_The request_
Count the lines below that contain the string "bamboo", and reply with the number alone.

Object position labeling entries

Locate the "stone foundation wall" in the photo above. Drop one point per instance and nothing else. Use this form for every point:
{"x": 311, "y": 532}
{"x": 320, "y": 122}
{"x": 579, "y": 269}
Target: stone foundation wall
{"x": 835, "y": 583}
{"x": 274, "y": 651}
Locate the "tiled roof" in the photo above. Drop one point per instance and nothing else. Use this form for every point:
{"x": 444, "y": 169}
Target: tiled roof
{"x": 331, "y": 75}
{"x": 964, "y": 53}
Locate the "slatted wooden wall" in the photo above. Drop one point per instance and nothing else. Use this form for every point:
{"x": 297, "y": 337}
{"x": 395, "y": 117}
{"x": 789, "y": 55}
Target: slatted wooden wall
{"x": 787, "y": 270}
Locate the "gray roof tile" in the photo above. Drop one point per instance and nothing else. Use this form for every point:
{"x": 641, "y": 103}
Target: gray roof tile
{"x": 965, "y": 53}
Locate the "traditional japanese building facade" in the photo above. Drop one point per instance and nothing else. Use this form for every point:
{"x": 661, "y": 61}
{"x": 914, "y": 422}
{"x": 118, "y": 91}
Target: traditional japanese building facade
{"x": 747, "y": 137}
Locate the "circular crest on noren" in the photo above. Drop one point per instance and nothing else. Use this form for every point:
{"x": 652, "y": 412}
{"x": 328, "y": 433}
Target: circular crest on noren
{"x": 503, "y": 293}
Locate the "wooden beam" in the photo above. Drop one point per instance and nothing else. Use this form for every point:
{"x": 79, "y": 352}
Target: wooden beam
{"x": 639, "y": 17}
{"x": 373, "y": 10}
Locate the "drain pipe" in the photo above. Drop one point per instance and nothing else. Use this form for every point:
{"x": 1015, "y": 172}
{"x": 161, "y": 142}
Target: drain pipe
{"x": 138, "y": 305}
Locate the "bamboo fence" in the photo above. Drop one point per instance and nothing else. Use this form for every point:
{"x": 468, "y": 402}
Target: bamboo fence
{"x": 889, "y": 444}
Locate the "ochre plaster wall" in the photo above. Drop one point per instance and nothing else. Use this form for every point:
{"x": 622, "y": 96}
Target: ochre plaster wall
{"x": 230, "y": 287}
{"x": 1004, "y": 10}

_Solution to this problem_
2